### EXERCISE DESCRIPTION
Once you have read the data below, set it all down again exactly.

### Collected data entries
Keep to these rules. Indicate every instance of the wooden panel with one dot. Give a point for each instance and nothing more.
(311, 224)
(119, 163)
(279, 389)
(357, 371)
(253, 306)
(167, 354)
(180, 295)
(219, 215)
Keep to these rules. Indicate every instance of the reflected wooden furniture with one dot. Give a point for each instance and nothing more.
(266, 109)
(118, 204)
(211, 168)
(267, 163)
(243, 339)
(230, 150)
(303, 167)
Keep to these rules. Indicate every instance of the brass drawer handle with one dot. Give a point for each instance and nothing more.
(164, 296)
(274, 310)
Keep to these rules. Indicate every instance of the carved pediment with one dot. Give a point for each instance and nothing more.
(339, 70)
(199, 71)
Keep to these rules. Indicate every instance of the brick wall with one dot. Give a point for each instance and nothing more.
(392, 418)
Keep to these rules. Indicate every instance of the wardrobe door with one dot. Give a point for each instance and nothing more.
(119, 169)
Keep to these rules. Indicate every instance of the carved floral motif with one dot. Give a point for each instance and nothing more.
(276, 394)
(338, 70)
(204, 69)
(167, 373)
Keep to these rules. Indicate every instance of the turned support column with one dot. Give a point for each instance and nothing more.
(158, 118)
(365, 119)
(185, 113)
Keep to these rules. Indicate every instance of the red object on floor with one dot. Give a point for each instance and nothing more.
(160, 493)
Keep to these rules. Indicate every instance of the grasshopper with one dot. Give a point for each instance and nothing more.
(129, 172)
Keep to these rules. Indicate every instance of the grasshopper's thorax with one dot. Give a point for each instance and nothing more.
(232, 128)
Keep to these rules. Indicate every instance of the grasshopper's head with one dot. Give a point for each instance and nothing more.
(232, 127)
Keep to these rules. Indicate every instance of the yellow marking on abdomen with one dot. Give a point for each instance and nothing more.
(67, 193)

### OUTPUT OF THE EXERCISE
Keep to these rules. Indicate every instance of the wooden panel with one dot. Give a point for each instance and nothing more.
(311, 224)
(119, 163)
(279, 389)
(357, 371)
(253, 306)
(167, 354)
(180, 295)
(219, 215)
Keep to these rules. Indicate every instance of the reflected wooden furniture with one dot. Give a point for each instance and nothing more.
(266, 109)
(118, 204)
(211, 168)
(267, 163)
(243, 339)
(230, 150)
(303, 167)
Keep to these rules. Indicate every instance of the brass drawer handle with one dot. Give a point for each instance and nothing more.
(164, 296)
(274, 310)
Keep to these rules. Indicate every instance of the carved pediment with one dot. Give a point for each instance and nothing more.
(339, 70)
(199, 71)
Keep to these rules. Indicate every instance of the brick wall with one dot. Give a point for each instance and nothing more.
(392, 418)
Keep to these rules. Indicate every instance of the wardrobe door with one dot. Give a point for each instance and nothing more.
(119, 169)
Keep to these rules. Indicate every instance of the carved floral motif with one dot. Give a point for each instance and nothing more.
(276, 394)
(338, 70)
(204, 69)
(167, 373)
Keep to these rules. Indicate every instance of the turned support column with one dot. Give a point for each instance and nothing more.
(158, 118)
(365, 119)
(185, 113)
Keep to these rules. Indicate every instance of the red object on floor with one dot. Give a point for each instance and nothing more.
(160, 493)
Keep to these rules. Indicate every instance of the grasshopper with one dot. Give a point for each instance and nothing more.
(129, 172)
Keep to these rules. Indicate every instance of the grasshopper's thorax with one dot. Give a point for each instance and nothing more.
(232, 128)
Keep to these rules. Indicate every instance of the grasshopper's head with one dot. Give a point for each instance and nothing more.
(232, 127)
Keep to these rules. Indicate every instance of the yellow marking on abdomen with one dot. Give a point for each instance and nothing more.
(67, 193)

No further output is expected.